**ABOUT THIS TASK**
The records below must be returned in full and unaltered.

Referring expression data

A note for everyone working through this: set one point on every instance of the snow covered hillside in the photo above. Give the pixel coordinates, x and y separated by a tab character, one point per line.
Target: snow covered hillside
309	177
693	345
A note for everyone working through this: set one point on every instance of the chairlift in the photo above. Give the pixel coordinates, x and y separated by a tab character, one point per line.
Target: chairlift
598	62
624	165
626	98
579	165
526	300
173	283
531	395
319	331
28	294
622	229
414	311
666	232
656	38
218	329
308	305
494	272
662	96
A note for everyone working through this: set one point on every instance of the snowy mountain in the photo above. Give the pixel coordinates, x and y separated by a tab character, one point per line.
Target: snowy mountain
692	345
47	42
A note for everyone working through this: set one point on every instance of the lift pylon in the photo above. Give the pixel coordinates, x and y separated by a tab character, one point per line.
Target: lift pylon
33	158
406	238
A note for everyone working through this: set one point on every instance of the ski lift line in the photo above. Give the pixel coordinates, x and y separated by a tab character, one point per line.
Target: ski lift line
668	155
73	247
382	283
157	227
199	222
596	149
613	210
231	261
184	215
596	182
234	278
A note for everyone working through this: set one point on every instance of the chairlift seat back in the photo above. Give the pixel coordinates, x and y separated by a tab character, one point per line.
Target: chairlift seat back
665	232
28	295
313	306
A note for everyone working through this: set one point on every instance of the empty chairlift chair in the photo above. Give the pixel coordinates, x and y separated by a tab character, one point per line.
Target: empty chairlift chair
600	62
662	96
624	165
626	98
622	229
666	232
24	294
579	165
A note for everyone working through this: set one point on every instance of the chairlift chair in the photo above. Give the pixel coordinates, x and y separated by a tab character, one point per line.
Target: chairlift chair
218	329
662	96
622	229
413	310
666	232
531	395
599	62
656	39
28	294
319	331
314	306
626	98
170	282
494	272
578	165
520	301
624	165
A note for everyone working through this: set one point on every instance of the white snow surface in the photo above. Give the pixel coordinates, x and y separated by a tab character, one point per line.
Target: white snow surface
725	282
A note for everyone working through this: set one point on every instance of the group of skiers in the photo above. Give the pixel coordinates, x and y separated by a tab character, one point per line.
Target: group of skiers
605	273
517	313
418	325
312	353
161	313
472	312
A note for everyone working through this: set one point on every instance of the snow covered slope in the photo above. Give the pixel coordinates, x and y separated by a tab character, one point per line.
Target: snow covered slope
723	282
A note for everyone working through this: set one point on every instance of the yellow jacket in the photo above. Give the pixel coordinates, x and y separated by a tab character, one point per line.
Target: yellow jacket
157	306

**ANSWER SECTION**
A note for everyone working through this: set one point on every instance of the snow covered hillside in the photo above. Give the pixel coordinates, x and y separated by a tab character, one point per line.
Target: snow covered hillside
309	177
693	345
A note for everyone working through this: set one point on every instance of the chairlift in the photo above. Give the pixel coordinates, x and y separated by a tab character, one point per line.
Target: chairlift
598	62
624	165
626	98
579	165
526	300
173	283
531	395
319	331
28	294
622	229
414	311
666	232
656	38
218	329
308	305
494	272
662	96
A note for everyone working through this: set one point on every instance of the snowy mountain in the photo above. Give the pixel coordinates, x and y separated by a tab character, one point per line.
Target: snowy mountain
692	345
47	42
A note for everyone working through this: set one point on every instance of the lift pylon in the photo above. Give the pixel coordinates, x and y separated by a tab character, one point per line.
Target: lift pylon
33	158
406	238
A note for everyone working through this: set one point on every instance of the ski lift line in the photo above. Give the pixel coordinates, x and y separated by a tab character, one point per line.
Target: ski lift line
668	155
73	247
382	283
157	227
199	222
596	149
613	210
231	261
184	215
596	182
234	278
A note for everyone working through this: set one point on every instance of the chairlift seat back in the photo above. Give the pixel coordinates, x and y separated by a tab character, one point per line.
Target: chairlift seat back
665	232
28	295
313	306
A note for everyone working through this: set one point on every instance of the empty chairlift chair in the photo above. Give the pixel coordinates, x and y separated by a tab character, one point per line.
Target: empty chairlift chair
600	62
662	96
624	165
626	98
622	229
666	232
24	294
579	165
A note for everyone working through this: set one point on every instance of the chairlift chair in the photo above. Give the pixel coordinates, x and y separated by a tab character, one point per line.
Target: chairlift chair
218	329
662	96
622	229
413	310
666	232
531	395
599	62
656	39
28	294
319	331
314	306
626	98
170	282
494	272
578	165
520	301
624	165
A note for everyone working through this: set one point on every instance of the white snow surface in the photo above. Give the pixel coordinates, x and y separated by a tab character, one point per line.
Target: white snow surface
725	282
A note for everyone working through this: set one point on every instance of the group of skiers in the photo above. Give the pixel coordinates, x and y separated by a tab character, one point per line.
Target: group of skiers
605	273
517	313
418	325
312	353
161	313
472	312
A note for everyone working through this: set one point on every instance of the snow covered slope in the photo above. Give the pixel coordinates, x and y separated by a tab character, one point per line.
Target: snow covered slope
723	282
A note for everyone working through this: set one point on every instance of the yellow jacket in the photo above. Give the pixel coordinates, x and y separated by a tab character, one point per line.
Target: yellow jacket
157	306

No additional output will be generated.